**What is expected**:
Change "agent" to "recommender" in the reinforcement learning appendix, and give everything from "Appendix D —" down to "what we learn." with that change made.

>> START Document extract

Appendix D — Reinforcement Learning for Recommendation
1. From bandits to RL: the MDP
RL formalizes sequential decision-making as a Markov Decision Process (MDP) — five pieces:
- a state \(s\) — a summary of the situation now (the user’s recent history, time, context);
- an action \(a\) — what the agent does (which item, or slate of items, to show);
- a reward \(r\) — the immediate payoff (a click, a watch-minute, a return visit);
- a transition — taking action \(a\) in state \(s\) moves you to a new state \(s'\) (this is the ingredient bandits lack: actions change the next state);
- a policy \(\pi(a\mid s)\) — the rule mapping states to actions, which is what we learn.
The goal is not the next reward but the expected long-term (cumulative, discounted) reward, the return:
\[ G \;=\; r_0 + \gamma\,r_1 + \gamma^2\,r_2 + \cdots \;=\; \sum_{t\ge 0}\gamma^{t}\,r_t, \]
where \(\gamma\in[0,1)\) is the discount factor — how much a reward one step later is worth than one now (it both encodes “sooner is better” and keeps an infinite sum finite). The value \(V(s)\) is the expected return from state \(s\) under the policy, and the action-value \(Q(s,a)\) the expected return from taking \(a\) in \(s\) then following the policy; RL methods learn one of these and act greedily (or explore, exactly as a bandit does) with respect to it.

>> END Document extract
>> START Record excerpts

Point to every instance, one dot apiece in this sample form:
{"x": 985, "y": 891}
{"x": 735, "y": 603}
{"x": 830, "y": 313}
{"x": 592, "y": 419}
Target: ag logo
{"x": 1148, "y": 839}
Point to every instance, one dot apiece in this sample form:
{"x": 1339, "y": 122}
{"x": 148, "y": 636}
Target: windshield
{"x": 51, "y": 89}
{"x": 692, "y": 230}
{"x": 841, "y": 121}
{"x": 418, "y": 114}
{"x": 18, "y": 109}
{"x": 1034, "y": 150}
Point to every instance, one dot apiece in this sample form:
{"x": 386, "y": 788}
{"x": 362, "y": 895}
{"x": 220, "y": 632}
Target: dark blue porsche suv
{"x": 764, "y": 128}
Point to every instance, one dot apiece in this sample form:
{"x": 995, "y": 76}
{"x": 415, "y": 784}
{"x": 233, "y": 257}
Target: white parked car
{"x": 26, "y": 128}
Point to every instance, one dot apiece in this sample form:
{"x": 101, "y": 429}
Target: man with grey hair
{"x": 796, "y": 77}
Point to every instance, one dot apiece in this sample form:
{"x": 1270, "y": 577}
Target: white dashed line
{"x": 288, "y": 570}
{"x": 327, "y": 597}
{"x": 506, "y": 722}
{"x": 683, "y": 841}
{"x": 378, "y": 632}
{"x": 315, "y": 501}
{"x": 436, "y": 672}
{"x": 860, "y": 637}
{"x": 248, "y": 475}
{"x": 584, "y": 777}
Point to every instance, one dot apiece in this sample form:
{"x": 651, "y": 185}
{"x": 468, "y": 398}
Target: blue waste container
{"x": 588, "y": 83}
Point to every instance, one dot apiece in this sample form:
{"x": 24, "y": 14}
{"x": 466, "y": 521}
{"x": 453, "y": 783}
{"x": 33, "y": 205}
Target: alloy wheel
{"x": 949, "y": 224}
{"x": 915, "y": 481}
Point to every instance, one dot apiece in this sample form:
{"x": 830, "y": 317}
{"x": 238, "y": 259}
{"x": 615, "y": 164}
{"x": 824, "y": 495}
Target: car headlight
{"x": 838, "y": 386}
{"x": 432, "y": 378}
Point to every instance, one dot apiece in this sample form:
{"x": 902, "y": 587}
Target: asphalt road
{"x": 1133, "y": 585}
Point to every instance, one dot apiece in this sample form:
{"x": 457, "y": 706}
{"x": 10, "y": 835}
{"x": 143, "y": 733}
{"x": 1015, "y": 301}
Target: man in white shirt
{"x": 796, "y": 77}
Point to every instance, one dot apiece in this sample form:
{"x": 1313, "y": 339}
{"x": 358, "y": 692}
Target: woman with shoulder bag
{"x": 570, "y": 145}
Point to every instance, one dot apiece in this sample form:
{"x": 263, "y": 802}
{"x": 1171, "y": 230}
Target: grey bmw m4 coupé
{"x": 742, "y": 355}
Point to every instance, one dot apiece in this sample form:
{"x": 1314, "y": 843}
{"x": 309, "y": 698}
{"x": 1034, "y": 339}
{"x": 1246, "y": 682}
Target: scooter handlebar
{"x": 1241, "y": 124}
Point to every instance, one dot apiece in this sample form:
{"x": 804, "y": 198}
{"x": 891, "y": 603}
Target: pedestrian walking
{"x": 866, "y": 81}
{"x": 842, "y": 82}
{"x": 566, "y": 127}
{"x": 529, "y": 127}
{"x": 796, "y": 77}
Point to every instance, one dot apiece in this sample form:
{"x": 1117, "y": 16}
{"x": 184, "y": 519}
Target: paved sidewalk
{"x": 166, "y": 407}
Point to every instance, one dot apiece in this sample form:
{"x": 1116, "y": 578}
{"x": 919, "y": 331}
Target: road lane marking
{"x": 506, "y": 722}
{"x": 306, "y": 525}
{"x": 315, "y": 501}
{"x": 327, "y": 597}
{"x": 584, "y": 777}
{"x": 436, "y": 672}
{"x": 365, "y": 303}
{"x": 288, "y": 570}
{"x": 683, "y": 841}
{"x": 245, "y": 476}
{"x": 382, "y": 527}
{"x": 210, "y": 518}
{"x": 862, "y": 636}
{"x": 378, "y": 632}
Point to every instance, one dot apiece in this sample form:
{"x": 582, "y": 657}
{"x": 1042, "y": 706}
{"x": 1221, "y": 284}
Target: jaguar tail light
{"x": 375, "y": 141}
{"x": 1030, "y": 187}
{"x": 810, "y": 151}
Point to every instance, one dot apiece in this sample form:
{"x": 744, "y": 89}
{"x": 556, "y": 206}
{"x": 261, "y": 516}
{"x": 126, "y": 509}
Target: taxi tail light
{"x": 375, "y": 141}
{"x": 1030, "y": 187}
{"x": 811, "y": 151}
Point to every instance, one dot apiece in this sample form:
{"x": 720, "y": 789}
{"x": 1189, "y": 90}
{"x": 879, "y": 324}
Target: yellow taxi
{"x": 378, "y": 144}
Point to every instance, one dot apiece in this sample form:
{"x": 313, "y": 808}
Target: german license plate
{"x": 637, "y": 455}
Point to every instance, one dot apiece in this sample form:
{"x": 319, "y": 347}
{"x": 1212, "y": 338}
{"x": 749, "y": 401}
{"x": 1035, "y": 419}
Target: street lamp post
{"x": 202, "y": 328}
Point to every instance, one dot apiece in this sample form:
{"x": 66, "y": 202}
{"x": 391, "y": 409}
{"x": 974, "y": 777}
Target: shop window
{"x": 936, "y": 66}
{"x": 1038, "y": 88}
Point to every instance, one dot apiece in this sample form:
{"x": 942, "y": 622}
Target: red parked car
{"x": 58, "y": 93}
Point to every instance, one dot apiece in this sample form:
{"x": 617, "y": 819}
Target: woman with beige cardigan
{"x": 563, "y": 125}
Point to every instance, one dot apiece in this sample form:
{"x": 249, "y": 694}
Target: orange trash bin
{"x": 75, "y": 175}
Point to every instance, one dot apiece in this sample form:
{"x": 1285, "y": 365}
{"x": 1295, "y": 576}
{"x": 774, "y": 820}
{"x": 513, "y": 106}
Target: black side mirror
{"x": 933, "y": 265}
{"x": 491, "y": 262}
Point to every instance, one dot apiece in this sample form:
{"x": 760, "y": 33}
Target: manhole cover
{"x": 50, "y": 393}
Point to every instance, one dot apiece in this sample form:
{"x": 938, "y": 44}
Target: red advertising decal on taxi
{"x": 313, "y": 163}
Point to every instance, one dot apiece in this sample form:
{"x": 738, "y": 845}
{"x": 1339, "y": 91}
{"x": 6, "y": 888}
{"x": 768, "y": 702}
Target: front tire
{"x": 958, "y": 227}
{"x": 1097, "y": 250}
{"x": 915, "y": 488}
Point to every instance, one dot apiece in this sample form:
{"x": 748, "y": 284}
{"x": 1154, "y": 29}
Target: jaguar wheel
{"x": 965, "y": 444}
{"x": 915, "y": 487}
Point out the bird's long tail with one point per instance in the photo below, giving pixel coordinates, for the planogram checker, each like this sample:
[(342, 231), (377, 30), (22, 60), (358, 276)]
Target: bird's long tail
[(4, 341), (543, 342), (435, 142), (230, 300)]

>> END Record excerpts
>> START Record excerpts

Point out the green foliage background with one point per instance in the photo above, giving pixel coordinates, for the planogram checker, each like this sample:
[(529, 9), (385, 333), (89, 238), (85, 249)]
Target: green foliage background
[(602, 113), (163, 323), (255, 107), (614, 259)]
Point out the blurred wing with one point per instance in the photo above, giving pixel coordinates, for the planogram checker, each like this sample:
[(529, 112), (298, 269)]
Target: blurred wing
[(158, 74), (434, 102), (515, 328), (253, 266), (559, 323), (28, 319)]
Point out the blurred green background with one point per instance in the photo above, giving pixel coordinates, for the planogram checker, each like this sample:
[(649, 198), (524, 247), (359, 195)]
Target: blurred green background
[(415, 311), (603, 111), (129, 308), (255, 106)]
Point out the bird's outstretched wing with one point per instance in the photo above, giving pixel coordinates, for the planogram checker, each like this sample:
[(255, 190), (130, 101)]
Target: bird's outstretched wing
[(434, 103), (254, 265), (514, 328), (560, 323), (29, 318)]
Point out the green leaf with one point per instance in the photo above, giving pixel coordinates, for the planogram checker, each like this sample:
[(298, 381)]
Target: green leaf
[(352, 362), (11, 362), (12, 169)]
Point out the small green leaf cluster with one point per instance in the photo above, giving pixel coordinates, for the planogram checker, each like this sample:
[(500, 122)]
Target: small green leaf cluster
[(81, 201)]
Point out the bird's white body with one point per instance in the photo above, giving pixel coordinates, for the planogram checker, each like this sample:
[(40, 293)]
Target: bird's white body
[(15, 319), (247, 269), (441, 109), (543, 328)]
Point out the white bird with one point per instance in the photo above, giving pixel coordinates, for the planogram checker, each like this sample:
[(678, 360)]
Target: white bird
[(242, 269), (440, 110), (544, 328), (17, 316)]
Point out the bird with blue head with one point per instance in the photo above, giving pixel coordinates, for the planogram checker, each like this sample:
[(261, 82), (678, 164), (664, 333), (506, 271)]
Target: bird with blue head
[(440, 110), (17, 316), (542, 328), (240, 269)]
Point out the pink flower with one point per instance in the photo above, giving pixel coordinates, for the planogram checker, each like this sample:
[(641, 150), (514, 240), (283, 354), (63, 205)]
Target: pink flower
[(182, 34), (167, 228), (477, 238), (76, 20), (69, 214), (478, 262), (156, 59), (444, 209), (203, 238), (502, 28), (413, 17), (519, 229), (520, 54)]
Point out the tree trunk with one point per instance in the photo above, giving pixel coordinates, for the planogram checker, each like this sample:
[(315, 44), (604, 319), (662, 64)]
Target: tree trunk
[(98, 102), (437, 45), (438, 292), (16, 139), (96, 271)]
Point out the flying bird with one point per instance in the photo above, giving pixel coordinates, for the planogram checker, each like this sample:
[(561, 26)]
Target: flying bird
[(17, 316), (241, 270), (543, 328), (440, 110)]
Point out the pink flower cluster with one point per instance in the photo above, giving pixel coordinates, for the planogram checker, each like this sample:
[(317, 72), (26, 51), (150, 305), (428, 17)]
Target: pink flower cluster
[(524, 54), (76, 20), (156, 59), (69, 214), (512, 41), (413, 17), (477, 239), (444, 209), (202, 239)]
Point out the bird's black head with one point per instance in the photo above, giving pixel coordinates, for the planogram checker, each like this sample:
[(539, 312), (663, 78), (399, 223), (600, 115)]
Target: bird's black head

>> END Record excerpts
>> START Record excerpts

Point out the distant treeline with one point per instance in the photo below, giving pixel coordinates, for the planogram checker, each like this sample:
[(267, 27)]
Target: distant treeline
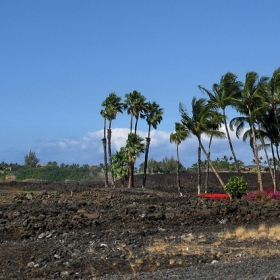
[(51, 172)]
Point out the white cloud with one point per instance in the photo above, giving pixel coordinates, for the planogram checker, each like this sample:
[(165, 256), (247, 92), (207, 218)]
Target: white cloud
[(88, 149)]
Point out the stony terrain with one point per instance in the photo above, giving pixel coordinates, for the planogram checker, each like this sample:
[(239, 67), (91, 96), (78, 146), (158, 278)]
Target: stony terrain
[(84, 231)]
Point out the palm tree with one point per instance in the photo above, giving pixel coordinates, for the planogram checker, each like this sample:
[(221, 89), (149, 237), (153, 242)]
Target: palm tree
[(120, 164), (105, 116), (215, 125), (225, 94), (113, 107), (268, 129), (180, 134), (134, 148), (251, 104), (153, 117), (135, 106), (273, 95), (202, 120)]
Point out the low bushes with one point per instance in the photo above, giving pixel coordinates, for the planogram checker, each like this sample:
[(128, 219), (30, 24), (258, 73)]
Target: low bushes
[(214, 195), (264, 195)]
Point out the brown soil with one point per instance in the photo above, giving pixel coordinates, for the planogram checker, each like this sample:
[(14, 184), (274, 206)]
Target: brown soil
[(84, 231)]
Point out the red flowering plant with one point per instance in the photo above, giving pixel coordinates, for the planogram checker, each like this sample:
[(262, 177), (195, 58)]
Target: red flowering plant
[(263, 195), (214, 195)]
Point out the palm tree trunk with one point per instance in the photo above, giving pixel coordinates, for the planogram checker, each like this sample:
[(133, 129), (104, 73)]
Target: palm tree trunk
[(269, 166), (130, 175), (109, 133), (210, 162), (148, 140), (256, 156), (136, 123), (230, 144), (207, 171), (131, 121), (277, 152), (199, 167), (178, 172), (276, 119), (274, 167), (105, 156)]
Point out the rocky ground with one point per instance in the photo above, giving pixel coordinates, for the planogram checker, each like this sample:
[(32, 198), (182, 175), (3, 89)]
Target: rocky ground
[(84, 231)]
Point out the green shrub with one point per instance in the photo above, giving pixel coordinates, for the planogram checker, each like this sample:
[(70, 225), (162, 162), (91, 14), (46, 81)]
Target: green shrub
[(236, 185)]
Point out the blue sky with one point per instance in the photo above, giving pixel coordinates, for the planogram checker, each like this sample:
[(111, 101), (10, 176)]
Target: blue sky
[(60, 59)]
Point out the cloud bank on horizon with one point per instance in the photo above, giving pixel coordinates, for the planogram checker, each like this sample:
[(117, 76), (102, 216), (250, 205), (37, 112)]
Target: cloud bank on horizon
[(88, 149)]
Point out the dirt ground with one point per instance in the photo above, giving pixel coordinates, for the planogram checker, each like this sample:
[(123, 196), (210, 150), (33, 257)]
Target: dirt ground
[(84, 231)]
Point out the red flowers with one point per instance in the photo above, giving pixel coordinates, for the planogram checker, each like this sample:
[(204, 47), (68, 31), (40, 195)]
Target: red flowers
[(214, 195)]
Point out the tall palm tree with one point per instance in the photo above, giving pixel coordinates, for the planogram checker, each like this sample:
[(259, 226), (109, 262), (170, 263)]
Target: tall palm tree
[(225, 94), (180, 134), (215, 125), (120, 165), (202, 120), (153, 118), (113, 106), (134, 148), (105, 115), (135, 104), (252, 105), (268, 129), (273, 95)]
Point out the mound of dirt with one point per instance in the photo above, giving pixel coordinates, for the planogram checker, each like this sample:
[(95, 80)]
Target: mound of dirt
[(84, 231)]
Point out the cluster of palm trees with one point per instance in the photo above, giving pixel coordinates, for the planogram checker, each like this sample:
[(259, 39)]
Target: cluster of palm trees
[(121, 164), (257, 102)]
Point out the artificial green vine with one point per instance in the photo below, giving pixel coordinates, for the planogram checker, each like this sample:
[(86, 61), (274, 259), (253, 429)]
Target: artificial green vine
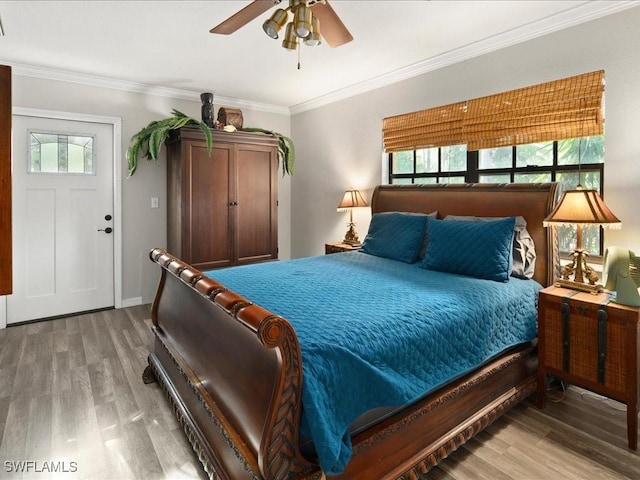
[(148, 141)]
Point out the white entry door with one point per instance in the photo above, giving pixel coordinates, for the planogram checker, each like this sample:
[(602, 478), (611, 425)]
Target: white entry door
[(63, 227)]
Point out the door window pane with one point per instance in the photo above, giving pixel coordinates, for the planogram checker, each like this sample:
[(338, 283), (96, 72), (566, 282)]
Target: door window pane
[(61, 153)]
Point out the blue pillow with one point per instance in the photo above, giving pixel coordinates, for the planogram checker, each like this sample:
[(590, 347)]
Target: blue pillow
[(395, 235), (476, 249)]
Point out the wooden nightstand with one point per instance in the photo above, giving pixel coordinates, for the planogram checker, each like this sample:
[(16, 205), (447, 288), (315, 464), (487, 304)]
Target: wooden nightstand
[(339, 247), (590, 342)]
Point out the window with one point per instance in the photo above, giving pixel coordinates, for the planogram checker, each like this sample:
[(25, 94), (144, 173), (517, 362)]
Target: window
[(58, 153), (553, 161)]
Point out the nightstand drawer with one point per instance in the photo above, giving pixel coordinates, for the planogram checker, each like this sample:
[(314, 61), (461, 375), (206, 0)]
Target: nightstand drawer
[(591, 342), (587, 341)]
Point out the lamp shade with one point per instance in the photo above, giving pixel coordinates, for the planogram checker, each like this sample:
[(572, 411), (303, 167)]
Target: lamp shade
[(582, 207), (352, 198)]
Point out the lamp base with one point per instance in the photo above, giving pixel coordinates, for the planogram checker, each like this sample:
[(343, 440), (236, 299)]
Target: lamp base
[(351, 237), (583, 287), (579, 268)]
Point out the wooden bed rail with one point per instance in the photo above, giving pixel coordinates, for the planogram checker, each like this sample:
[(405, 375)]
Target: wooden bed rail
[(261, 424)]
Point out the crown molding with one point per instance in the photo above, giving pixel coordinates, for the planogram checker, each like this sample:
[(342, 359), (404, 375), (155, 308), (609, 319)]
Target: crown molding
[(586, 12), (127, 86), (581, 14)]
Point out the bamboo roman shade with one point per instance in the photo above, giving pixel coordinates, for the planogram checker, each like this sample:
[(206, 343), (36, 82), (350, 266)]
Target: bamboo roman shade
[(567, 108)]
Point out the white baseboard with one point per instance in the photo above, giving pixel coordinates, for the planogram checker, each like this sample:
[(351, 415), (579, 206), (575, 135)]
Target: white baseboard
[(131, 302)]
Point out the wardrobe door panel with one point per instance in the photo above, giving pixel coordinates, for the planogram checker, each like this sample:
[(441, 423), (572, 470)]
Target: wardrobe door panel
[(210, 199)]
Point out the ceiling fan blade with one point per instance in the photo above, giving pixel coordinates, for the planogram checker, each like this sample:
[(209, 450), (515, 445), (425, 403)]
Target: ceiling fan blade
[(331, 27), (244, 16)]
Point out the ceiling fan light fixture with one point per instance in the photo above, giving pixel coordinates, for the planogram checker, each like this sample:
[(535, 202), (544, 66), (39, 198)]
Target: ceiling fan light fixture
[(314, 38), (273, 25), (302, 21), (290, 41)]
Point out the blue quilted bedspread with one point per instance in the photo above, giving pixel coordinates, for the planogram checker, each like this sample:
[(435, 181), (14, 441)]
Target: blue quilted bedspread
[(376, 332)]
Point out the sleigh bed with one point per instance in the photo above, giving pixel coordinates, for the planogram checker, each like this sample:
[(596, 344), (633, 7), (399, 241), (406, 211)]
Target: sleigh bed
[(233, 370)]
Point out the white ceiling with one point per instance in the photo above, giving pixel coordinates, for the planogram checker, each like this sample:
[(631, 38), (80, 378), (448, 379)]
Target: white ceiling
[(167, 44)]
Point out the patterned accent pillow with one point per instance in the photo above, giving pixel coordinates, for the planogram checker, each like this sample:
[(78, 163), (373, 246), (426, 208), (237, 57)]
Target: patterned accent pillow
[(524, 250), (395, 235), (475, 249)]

>> END Record excerpts

**Response**:
Appendix D — Reinforcement Learning for Recommendation
1. From bandits to RL: the MDP
RL formalizes sequential decision-making as a Markov Decision Process (MDP) — five pieces:
- a state \(s\) — a summary of the situation now (the user’s recent history, time, context);
- an action \(a\) — what the recommender does (which item, or slate of items, to show);
- a reward \(r\) — the immediate payoff (a click, a watch-minute, a return visit);
- a transition — taking action \(a\) in state \(s\) moves you to a new state \(s'\) (this is the ingredient bandits lack: actions change the next state);
- a policy \(\pi(a\mid s)\) — the rule mapping states to actions, which is what we learn.